_Written request 1:_
Which dataset does the JUnit tutorial below use?

_Given passage:_
::::
JUnit#
This tutorial demonstrates how deepchecks can be used to output junit from tests performed on data or model. This can
then be read in by junit parsers within CI/CD pipelines. This allows a more generic, but less adaptable, integration
compared to the pytest integration where a developer needs to wrap every test manually. We will use the iris
dataset from scikit-learn, and check whether certain columns contain drift between the training and the test sets.
General Structure#
JUnit comprises of 3 sections:
The test suites sections: This is an optional section, but used with the Deepchecks Junit Serializer since multiple suites are used.
The test suite section: This is used to group tests by their domain such as model, data, or evaluation test. A catch all ‘checks’ section is also added for custom checks added.
The test case section: This is the atomic unit of the payload and contains the details about a
deepchecks.core.CheckResult
. This can either be a pass, failure, or skip.
::::
_Records for this exercise:_
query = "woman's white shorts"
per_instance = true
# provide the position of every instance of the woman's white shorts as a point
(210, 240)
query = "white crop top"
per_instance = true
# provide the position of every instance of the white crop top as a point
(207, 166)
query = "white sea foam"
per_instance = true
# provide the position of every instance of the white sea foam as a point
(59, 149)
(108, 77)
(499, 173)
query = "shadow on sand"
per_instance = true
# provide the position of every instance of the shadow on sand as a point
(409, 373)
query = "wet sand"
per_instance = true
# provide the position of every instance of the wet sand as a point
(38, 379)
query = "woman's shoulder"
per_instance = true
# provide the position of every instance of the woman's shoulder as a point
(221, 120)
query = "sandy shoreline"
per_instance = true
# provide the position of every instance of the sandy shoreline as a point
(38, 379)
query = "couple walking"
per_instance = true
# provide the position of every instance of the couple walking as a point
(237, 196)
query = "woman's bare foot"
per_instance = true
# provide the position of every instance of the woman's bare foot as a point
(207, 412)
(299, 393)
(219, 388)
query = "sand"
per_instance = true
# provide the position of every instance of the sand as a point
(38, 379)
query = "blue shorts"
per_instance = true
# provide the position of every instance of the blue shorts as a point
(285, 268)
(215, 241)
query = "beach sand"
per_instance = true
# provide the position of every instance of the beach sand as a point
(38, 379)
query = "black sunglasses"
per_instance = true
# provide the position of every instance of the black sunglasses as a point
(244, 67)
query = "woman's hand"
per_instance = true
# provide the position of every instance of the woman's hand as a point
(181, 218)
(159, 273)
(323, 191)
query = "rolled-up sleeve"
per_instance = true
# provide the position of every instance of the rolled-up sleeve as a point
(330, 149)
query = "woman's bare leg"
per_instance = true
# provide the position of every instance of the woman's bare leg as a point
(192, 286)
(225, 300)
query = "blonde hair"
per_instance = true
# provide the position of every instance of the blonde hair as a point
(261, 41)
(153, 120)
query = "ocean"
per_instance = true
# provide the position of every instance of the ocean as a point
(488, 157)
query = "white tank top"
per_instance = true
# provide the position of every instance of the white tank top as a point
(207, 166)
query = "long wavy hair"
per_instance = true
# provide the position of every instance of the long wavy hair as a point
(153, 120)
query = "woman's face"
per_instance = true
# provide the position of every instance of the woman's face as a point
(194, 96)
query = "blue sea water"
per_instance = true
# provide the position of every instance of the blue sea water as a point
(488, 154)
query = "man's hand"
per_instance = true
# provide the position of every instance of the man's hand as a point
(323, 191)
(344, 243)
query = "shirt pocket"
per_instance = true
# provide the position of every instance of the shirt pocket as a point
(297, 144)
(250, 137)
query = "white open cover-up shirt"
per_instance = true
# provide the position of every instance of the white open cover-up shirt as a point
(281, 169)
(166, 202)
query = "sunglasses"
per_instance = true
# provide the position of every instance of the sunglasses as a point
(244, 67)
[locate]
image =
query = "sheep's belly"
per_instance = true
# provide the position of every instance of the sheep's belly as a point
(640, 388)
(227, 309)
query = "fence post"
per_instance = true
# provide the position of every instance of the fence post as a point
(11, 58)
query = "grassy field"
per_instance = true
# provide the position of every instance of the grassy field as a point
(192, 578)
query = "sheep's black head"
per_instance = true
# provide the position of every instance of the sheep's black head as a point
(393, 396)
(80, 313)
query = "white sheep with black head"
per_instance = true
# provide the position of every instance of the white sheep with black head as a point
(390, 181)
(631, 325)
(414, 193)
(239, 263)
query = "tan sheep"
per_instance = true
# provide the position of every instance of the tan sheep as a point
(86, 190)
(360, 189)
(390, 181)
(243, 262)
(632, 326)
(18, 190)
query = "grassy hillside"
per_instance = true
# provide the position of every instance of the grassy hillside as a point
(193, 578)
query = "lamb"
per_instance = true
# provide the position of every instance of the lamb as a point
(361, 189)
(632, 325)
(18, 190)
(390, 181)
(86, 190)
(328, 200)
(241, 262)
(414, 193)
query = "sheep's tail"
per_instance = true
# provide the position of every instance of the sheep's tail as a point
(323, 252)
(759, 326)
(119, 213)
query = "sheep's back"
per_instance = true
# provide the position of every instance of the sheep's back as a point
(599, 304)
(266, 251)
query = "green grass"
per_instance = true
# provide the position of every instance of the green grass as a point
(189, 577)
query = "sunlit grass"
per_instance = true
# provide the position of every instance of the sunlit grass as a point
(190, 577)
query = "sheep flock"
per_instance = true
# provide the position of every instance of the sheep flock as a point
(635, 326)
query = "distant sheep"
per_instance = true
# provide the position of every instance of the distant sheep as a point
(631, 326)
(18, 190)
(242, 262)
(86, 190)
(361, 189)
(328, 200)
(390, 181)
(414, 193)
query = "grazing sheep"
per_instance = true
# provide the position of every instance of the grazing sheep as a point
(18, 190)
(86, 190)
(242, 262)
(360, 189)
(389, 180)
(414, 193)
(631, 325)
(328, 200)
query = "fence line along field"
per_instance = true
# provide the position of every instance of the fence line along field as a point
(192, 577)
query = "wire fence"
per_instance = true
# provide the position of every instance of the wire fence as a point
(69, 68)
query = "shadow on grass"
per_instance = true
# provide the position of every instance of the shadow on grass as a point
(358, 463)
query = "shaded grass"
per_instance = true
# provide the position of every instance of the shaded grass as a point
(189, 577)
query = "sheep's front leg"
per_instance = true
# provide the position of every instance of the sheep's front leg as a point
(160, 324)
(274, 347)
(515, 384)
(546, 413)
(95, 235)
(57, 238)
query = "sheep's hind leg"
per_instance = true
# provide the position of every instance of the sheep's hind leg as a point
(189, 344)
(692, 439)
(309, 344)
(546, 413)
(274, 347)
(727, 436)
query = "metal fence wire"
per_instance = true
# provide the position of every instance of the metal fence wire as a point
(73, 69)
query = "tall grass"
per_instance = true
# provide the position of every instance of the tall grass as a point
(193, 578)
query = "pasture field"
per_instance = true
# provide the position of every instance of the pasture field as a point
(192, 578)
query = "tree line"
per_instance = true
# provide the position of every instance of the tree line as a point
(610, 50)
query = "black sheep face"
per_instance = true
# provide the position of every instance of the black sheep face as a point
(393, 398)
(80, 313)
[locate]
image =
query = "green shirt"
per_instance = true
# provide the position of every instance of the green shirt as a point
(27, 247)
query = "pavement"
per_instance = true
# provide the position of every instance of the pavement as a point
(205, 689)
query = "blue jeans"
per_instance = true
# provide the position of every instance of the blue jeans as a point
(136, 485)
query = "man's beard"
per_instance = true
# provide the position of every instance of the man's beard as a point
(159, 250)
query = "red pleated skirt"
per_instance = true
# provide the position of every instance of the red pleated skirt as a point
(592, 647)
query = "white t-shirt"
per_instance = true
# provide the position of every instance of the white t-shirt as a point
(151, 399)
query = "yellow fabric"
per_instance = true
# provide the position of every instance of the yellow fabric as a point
::::
_Written request 2:_
Please pick out every line of the entries above that contains the string "hind". Case counts.

_Solution 1:_
The iris dataset from scikit-learn.

_Solution 2:_
query = "sheep's hind leg"
# provide the position of every instance of the sheep's hind leg as a point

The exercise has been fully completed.